---------- SOURCE PASSAGE
In [None]:
# 🛠️ Step 1: Authenticate
from google.colab import auth
auth.authenticate_user()

# 📦 Imports
from google.cloud import bigquery
from google.auth import default
import pandas as pd
import json
import os

# 🧠 Step 2: Set project ID
PROJECT_ID = 'INSERT_BIGQUERY_PROJECT_ID_HERE'  # Replace with your actual project

# 💬 Step 3: Optional dataset selector
dataset_input = input("Enter a specific Dataset ID to scan (or leave blank to scan ALL datasets): ")
target_dataset_id = dataset_input.strip()

# 💬 Step 4: Choose export format
export_format_input = input("Choose export format ('csv' or 'json'): ")
export_format = export_format_input.strip().lower()
assert export_format in ['csv', 'json'], "Please enter 'csv' or 'json'"

# 🔌 Step 5: Initialize client
creds, _ = default()
client = bigquery.Client(project=PROJECT_ID, credentials=creds)

# 📡 Step 6: Extract schema
print(f"\n🔍 Scanning BigQuery project: {PROJECT_ID}")
schema_data = []

datasets = client.list_datasets()

for dataset in datasets:
    dataset_id = dataset.dataset_id
    full_dataset = f"{PROJECT_ID}.{dataset_id}"

    if target_dataset_id and dataset_id != target_dataset_id:
        continue  # Skip unrelated datasets if one is specified

    print(f"\n📁 Dataset: {full_dataset}")
    tables = client.list_tables(full_dataset)

    if not tables:
        print("  (No tables found)")
        continue

    for table in tables:
        full_table_id = f"{full_dataset}.{table.table_id}"
        print(f"  📄 Table: {table.table_id}")
        table_ref = client.get_table(full_table_id)

        for field in table_ref.schema:
            schema_entry = {
                "project_id": PROJECT_ID,
                "dataset_id": dataset_id,
                "table_id": table.table_id,
                "field_name": field.name,
                "field_type": field.field_type,
                "field_mode": field.mode
            }
            schema_data.append(schema_entry)
--------------------
---------- MATERIAL SUPPLIED
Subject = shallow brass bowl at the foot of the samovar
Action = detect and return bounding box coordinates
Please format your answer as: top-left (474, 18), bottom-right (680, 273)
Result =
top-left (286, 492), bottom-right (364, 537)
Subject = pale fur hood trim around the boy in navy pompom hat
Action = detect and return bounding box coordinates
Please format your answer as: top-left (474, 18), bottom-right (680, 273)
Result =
--------------------
**COMPLETE THE FOLLOWING**:
• a. List every key name in the dictionary that the BigQuery schema script builds for each field.
• b. Repeat word for word the part of the BigQuery schema script from "target_dataset_id = dataset_input.strip()" to "creds, _ = default()".

**ANSWERS BY ITEM**:
• a. project_id, dataset_id, table_id, field_name, field_type, field_mode

• b.
target_dataset_id = dataset_input.strip()

# 💬 Step 4: Choose export format
export_format_input = input("Choose export format ('csv' or 'json'): ")
export_format = export_format_input.strip().lower()
assert export_format in ['csv', 'json'], "Please enter 'csv' or 'json'"

# 🔌 Step 5: Initialize client
creds, _ = default()